§ **REQUIRED WORK**:
Render the listing below as a numbered list, leaving out any blank lines.
[start of THE INPUT]
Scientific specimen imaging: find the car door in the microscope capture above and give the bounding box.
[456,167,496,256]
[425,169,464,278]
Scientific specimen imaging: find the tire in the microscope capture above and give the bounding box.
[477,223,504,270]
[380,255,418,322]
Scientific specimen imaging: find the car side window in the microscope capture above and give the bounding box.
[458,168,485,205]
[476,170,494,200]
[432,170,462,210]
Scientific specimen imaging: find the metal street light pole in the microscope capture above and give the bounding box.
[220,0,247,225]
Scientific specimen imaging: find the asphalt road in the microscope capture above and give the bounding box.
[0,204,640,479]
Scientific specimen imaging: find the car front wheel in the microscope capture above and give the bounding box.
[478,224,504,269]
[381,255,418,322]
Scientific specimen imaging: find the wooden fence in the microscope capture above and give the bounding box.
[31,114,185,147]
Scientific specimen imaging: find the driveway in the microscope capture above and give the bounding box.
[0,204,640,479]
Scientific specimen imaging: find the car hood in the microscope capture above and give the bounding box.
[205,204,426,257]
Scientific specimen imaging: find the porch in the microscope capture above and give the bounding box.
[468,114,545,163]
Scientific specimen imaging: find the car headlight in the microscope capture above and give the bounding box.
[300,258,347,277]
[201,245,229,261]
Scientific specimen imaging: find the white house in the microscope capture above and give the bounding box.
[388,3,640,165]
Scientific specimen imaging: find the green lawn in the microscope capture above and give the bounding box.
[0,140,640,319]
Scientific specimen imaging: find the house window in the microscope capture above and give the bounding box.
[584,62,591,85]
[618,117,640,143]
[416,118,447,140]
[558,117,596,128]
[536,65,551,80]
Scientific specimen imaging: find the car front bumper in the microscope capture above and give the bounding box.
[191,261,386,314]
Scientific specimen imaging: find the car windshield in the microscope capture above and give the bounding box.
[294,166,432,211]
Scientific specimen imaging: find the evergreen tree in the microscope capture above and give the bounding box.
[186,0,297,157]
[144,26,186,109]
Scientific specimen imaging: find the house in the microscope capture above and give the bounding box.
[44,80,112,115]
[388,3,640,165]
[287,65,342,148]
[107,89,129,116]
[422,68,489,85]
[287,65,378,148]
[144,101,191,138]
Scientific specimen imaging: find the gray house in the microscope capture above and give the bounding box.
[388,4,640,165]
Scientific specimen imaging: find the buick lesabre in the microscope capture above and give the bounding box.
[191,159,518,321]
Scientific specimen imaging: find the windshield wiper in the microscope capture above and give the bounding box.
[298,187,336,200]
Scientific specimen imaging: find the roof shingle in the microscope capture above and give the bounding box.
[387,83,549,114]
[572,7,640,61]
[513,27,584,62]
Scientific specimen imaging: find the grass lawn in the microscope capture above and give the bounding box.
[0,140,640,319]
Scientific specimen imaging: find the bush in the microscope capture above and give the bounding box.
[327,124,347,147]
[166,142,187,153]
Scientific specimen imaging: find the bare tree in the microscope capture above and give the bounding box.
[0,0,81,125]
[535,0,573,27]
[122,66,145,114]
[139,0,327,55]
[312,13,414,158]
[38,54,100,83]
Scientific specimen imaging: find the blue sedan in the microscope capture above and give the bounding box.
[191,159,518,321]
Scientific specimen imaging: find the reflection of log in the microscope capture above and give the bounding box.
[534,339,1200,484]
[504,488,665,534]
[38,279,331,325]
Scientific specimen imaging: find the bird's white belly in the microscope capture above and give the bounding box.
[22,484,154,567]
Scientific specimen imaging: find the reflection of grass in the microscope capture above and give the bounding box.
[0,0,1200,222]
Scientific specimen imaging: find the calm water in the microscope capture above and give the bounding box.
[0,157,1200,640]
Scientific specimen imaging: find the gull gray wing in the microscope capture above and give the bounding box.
[end of THE INPUT]
§ **EXERCISE OUTPUT**:
1. Scientific specimen imaging: find the car door in the microscope capture above and give the bounding box.
2. [456,167,496,256]
3. [425,169,464,278]
4. Scientific specimen imaging: find the tire in the microscope capture above and give the bounding box.
5. [477,223,504,270]
6. [380,255,418,322]
7. Scientific specimen imaging: find the car side window in the microscope capture above and give the bounding box.
8. [458,168,485,205]
9. [476,170,494,200]
10. [432,170,462,210]
11. Scientific specimen imaging: find the metal street light pole in the microscope capture above and give the bounding box.
12. [220,0,247,225]
13. Scientific specimen imaging: find the asphalt road in the microscope capture above and give the bounding box.
14. [0,204,640,479]
15. Scientific specimen imaging: find the car front wheel in the microscope capture above and give the bounding box.
16. [478,224,504,269]
17. [381,255,418,322]
18. Scientific specimen imaging: find the wooden fence in the microscope capture above and give the bounding box.
19. [31,114,185,147]
20. Scientific specimen imaging: find the driveway in the microscope capture above and give the bounding box.
21. [0,204,640,479]
22. Scientific specimen imaging: find the car hood in the microscope capture above and give the bounding box.
23. [205,204,426,257]
24. Scientific specimen imaging: find the porch in the microscope capture above and give the bounding box.
25. [468,114,545,163]
26. Scientific specimen imaging: find the car headlight in the microscope capture above and give the bounding box.
27. [300,258,347,277]
28. [201,245,229,261]
29. Scientific specimen imaging: find the white house in the microscope capture above and give the bounding box.
30. [388,3,640,165]
31. Scientific specimen imaging: find the green lawn in the microscope capture above and give the bounding box.
32. [0,140,640,319]
33. Scientific specimen imaging: find the house window in the microscope capture above and give the bounding box.
34. [584,62,591,85]
35. [618,117,640,143]
36. [416,118,447,140]
37. [558,117,596,128]
38. [536,65,551,80]
39. Scientific specimen imaging: find the car front bumper in the microscope capture above and give the bounding box.
40. [191,261,386,314]
41. Scientific specimen imaging: find the car windshield in the microscope capture above and give the bounding box.
42. [294,166,432,211]
43. Scientific specimen imaging: find the evergreen tree in the microscope capture above and give the bounding box.
44. [186,0,297,157]
45. [144,26,186,109]
46. Scientific specimen imaging: find the house in the microscope capture above and give the bounding box.
47. [44,80,112,115]
48. [388,3,640,165]
49. [287,65,342,148]
50. [107,89,129,116]
51. [422,68,489,85]
52. [287,65,378,148]
53. [144,101,191,138]
54. Scientific specimen imaging: find the gray house in the microscope capture above and give the bounding box.
55. [388,4,640,165]
56. Scientific specimen imaging: find the buick lesabre in the microscope capture above and give the bounding box.
57. [191,159,518,321]
58. Scientific specimen imaging: find the windshield wiper in the microscope capture above and give the bounding box.
59. [298,187,336,200]
60. Scientific specimen imaging: find the roof shingle in the microscope capture above and give the bounding box.
61. [387,83,549,114]
62. [572,7,640,61]
63. [513,27,584,62]
64. Scientific specimen imaging: find the grass lawn in the microscope capture above and give the bounding box.
65. [0,140,640,319]
66. Scientific specimen imaging: find the bush in the microscope capture above and give the bounding box.
67. [327,124,347,147]
68. [166,142,187,153]
69. Scientific specimen imaging: find the bare tree in the microscope capture above and give the bounding box.
70. [0,0,81,125]
71. [535,0,573,27]
72. [122,66,145,114]
73. [139,0,327,55]
74. [312,13,414,158]
75. [38,54,100,83]
76. Scientific specimen imaging: find the blue sedan in the microscope capture above and give the bounding box.
77. [191,159,518,321]
78. Scientific specimen imaging: find the reflection of log in the microscope capture above and give the bounding box.
79. [534,339,1200,484]
80. [504,488,665,534]
81. [38,279,331,325]
82. Scientific specimen imaging: find the bird's white belly in the microscope capture above and give the bounding box.
83. [22,484,154,567]
84. Scientific specimen imaging: find the reflection of grass in the microscope capture above and give the bounding box.
85. [0,0,1200,222]
86. Scientific specimen imaging: find the calm water in the microscope capture above and give the bounding box.
87. [0,157,1200,640]
88. Scientific specimen imaging: find the gull gray wing in the microscope capture above and give the bounding box.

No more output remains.